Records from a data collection
****

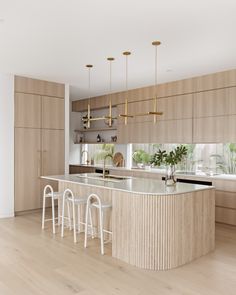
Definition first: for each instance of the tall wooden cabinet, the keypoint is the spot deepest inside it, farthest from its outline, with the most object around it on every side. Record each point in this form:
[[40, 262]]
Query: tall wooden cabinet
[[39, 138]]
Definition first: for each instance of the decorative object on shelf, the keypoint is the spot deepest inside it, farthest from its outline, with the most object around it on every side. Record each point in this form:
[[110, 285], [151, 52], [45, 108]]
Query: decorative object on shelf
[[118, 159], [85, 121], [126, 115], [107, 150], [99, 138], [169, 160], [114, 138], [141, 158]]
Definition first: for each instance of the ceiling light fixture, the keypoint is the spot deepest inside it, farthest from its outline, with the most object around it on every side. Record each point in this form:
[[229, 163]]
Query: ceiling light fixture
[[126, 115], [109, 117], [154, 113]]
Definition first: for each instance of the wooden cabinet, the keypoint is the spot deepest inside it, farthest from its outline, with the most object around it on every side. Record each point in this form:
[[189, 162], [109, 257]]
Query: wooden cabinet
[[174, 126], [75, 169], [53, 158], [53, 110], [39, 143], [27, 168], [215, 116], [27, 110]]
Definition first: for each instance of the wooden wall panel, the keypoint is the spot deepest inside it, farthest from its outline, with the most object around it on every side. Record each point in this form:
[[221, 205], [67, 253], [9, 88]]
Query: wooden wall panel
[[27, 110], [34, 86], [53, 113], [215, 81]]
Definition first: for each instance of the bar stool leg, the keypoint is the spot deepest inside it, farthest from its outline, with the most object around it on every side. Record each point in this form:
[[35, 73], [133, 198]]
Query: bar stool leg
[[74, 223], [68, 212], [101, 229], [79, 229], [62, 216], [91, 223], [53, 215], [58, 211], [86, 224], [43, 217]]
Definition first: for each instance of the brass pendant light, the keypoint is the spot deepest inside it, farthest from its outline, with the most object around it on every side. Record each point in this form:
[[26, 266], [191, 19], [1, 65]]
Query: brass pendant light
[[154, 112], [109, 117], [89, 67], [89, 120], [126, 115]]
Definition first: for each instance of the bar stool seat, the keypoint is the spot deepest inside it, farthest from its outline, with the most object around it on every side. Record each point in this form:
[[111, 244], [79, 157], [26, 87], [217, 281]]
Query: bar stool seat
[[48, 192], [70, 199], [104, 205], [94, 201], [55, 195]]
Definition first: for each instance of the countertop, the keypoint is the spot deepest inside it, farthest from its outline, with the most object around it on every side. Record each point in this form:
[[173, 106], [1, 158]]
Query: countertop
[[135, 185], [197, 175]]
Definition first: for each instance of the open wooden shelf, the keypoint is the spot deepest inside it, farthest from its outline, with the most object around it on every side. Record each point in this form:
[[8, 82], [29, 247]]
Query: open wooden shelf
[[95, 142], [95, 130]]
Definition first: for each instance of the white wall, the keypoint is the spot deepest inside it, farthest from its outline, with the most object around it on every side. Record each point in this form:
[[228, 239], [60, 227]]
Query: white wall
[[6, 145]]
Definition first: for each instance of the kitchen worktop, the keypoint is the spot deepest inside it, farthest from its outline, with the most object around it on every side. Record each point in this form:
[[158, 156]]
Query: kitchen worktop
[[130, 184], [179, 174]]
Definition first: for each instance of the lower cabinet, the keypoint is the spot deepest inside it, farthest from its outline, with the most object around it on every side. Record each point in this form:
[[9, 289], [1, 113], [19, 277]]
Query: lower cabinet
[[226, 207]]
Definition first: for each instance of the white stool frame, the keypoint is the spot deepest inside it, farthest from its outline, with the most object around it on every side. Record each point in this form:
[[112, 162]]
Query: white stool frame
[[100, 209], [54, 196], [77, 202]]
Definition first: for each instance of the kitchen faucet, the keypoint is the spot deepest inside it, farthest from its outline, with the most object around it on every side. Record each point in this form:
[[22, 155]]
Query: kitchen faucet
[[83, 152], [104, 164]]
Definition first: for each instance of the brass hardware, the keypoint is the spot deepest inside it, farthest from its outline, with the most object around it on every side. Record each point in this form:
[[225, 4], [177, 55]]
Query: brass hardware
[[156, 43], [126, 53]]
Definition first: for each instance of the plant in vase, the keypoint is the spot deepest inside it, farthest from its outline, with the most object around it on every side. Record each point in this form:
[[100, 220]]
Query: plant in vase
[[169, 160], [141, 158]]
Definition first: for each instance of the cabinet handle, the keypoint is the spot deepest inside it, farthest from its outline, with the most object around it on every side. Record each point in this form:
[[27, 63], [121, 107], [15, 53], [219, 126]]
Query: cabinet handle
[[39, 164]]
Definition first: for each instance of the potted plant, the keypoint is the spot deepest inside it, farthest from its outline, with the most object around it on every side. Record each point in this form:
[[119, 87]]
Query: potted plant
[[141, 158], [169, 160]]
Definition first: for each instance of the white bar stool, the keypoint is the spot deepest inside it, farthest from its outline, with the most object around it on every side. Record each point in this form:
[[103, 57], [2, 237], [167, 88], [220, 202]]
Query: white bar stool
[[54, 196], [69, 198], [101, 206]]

****

→ **What is being asked**:
In the transcription, every picture is to be excluded and the records above given again exactly.

→ **Solution for this exercise**:
Definition first: for each instance of the tall wooden cabinet, the keypoint is the spot deepest inside it, farthest from its outline, with the most object around it on every side. Record each point in this form:
[[40, 262]]
Query: tall wooden cabinet
[[39, 138]]
Definition first: for each instance of the decorative object on shelf, the keypoint is the spot deepest inside it, farthest from its outline, with the most object around it on every side. Record each point in this form:
[[110, 285], [151, 52], [45, 108]]
Query: decorative object on shelf
[[118, 159], [85, 121], [126, 115], [107, 150], [99, 138], [169, 160], [114, 138], [141, 158]]
Definition first: for each instance of the ceiling light fixture, the keypoint is the spot deepest inside it, farthest from its outline, with the most object around it on every side. Record each point in this form:
[[229, 163]]
Query: ceiling light fixture
[[126, 115], [109, 117], [154, 113]]
Definition first: for each instance of the wooden cabinet, the keypoint is the spot deepest inside it, farthest from its outline, with the most object around it on every side. Record each point in this form:
[[189, 162], [109, 257]]
Query: wooden cabinet
[[174, 126], [75, 169], [53, 158], [53, 110], [39, 143], [27, 168], [215, 116], [27, 110]]
Definition first: for each instance of the wooden wall panel, the keypoint is the spot deepest inside it, farthest from its outline, with the most object around it on every side. Record each point in this form:
[[221, 205], [67, 253], [9, 88]]
Query: wooden wall panel
[[27, 110], [34, 86], [53, 113], [215, 81]]
Definition first: for each instance of the bar stool leg, the keypoint is the spot deepest inside it, farthest from its outline, with the most object around it on every side. Record each point in this form:
[[35, 73], [133, 198]]
Query: bar stool leg
[[74, 223], [68, 212], [101, 229], [79, 229], [62, 216], [91, 223], [53, 215], [58, 211], [86, 224], [43, 217]]
Definition first: for each instance of the brass pendant light, the keypoint is the spot deepest inside it, farthest from its outline, with the most object around it on every side. Record each point in this form:
[[26, 266], [191, 19], [1, 65]]
Query: brass pendant light
[[154, 112], [109, 117], [89, 67], [89, 120], [126, 115]]
Definition first: for each instance of the bar stool seat, the keypoint is the spot deepest inside it, farthest from its outline, with the most object around it on every side. Record each point in this form:
[[111, 244], [79, 157], [26, 87], [217, 281]]
Query: bar stool seat
[[48, 192], [70, 199], [104, 205], [94, 201], [55, 195]]
Definition first: for each instance of the countertop, the keypoint is the spot deepest inside it, farthest from its outline, with the most object around it on every side. Record each point in this form:
[[173, 106], [1, 158]]
Query: countertop
[[135, 185], [197, 175]]
Definition first: for each instance of the open wooden shelf, the keypoint is the spot deepest inside it, farthest from its outline, with the most object around it on every side. Record each point in this form:
[[8, 82], [29, 247]]
Query: open wooden shelf
[[95, 142], [95, 130]]
Definition first: for each instance of the white wall, the keypoint is the spot deepest inside it, farthest from its outline, with the most object around it on every side. Record each point in this form:
[[228, 239], [60, 227]]
Query: white wall
[[6, 145]]
Definition first: for each instance of the kitchen worktop, the keypoint is the spot deepest inside it, farthest from its outline, with the most object around it on every side. Record each point in this form:
[[158, 156]]
Query: kitchen worktop
[[130, 184], [179, 174]]
Definition first: for each instance of the lower cabinet, the keypoint is the spot deepest inside it, farthest from its outline, with the most object around it on every side. Record each point in this form:
[[9, 289], [1, 113], [19, 277]]
Query: lower cabinet
[[226, 207]]
Definition first: for each instance of the white stool frame, the keypoint is the spot deepest inside it, farthest from its outline, with the most object around it on every side. Record each point in this form:
[[112, 162]]
Query: white stool frame
[[100, 209], [54, 196], [77, 202]]
Definition first: for each instance of the kitchen faucet, the keypoint is the spot deepest inside it, farthest from its outline, with the most object around it on every side. Record each point in this form:
[[22, 155]]
Query: kitchen faucet
[[83, 152], [104, 164]]
Definition first: for each instance of the brass hardware, the keypoint is the spot deepest inside it, farthest from its outline, with the most object around it on every side. Record each point in this form:
[[225, 4], [177, 55]]
Query: brass hardware
[[156, 43], [126, 53]]
Definition first: for each instance of the plant in vase, the keypoint is the spot deepest inside it, farthest from its outline, with the most object around it on every side. Record each point in this form:
[[100, 220]]
Query: plant in vase
[[169, 160], [141, 158]]
Definition first: for each instance of the cabinet handle, the keypoint is the spot deepest inside it, farthest from its outline, with the most object around it on every side. Record each point in this form:
[[27, 63], [121, 107], [15, 53], [219, 126]]
Query: cabinet handle
[[39, 164]]
Definition first: for each instance of the potted plant, the keypoint is the spot deepest inside it, farthest from its outline, with the most object around it on every side. Record each point in this form:
[[119, 87]]
Query: potted plant
[[141, 158], [169, 160]]
Definition first: for each instance of the white bar stool, the keypoint is the spot deepest inside it, farthest from its outline, with the most object around it on every side. Record each point in this form:
[[103, 57], [2, 237], [167, 88], [220, 202]]
Query: white bar stool
[[54, 196], [69, 198], [101, 206]]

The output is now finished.